DOCUMENT SECTION:

Start

# Anthony Gallo Acoustics Classico CL-S12 Subwoofer Discussion Thread



## theJman (Mar 3, 2012)

*Anthony Gallo Acoustics Classico CL-S12 Subwoofer​**By Jim Wilson (theJman)*

​

The Anthony Gallo Acoustics Classico CL-S12 presents an interesting dichotomy; very good for HT, but excellent for music. Whether you're merely listening to a CD -- or even just watching TV -- you'll want for little, but slip in a blu-ray and the results aren't quite as clear cut. Few subwoofers have this level of fidelity or poise, save for the occasional port chuffing when pushed, but a little more depth would have been nice. AGA does things in a manner like no one else, which I certainly applaud, but a few quirks kept me from falling in love with it. Built like a tank, and possessing magnificent sound quality, the Classico CL-S12 is a solid option for the person in need of a compact subwoofer.

End

THE PROBLEM: Return the Classico CL-S12 subwoofer review above word for word, from its title line to its final sentence.

GIVEN ENTRIES:
Start

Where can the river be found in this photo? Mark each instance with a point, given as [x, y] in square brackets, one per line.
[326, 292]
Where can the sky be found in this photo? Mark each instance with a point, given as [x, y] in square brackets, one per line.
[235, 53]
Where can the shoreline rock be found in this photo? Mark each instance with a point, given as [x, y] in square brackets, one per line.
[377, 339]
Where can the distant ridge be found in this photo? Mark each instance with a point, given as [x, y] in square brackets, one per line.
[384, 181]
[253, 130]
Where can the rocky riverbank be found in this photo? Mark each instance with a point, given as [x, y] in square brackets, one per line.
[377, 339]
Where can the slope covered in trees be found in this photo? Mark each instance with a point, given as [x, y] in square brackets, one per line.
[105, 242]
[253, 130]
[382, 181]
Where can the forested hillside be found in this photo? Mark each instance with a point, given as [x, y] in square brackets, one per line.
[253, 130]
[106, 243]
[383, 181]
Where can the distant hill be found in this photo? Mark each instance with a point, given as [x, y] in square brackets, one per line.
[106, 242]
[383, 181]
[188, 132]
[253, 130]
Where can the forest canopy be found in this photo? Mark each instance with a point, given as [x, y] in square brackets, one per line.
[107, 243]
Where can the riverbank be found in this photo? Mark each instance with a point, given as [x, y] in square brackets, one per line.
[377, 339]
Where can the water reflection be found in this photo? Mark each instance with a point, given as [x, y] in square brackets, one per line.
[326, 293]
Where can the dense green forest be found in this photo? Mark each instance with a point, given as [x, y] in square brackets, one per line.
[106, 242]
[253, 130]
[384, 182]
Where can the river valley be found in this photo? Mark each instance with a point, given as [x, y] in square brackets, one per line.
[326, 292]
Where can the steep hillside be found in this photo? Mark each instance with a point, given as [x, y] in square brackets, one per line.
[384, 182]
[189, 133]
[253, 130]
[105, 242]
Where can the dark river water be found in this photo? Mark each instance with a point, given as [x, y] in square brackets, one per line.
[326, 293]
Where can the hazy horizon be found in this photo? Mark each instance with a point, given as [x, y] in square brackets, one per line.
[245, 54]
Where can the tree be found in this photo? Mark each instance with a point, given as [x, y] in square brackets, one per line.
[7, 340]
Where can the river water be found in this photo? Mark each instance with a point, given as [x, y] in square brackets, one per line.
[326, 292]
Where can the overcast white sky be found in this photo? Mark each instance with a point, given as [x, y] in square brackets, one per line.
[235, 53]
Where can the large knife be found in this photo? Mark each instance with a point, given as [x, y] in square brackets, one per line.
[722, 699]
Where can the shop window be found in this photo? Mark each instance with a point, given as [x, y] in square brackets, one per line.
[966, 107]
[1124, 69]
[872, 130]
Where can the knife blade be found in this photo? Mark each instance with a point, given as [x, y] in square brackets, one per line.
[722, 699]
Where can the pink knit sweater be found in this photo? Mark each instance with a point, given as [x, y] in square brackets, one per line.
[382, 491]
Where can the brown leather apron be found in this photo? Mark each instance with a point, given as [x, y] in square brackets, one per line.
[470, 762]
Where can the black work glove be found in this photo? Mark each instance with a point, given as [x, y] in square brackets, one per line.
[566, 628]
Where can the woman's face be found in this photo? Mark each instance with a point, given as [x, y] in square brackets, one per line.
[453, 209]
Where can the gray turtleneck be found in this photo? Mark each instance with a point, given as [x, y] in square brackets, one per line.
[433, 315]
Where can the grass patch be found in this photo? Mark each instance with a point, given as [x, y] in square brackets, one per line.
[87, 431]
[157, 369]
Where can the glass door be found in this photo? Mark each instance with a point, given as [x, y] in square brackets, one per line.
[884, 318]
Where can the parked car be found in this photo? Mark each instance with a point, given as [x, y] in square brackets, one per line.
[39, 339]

End

THE OUTPUT:
# Anthony Gallo Acoustics Classico CL-S12 Subwoofer Discussion Thread



## theJman (Mar 3, 2012)

*Anthony Gallo Acoustics Classico CL-S12 Subwoofer​**By Jim Wilson (theJman)*

​

The Anthony Gallo Acoustics Classico CL-S12 presents an interesting dichotomy; very good for HT, but excellent for music. Whether you're merely listening to a CD -- or even just watching TV -- you'll want for little, but slip in a blu-ray and the results aren't quite as clear cut. Few subwoofers have this level of fidelity or poise, save for the occasional port chuffing when pushed, but a little more depth would have been nice. AGA does things in a manner like no one else, which I certainly applaud, but a few quirks kept me from falling in love with it. Built like a tank, and possessing magnificent sound quality, the Classico CL-S12 is a solid option for the person in need of a compact subwoofer.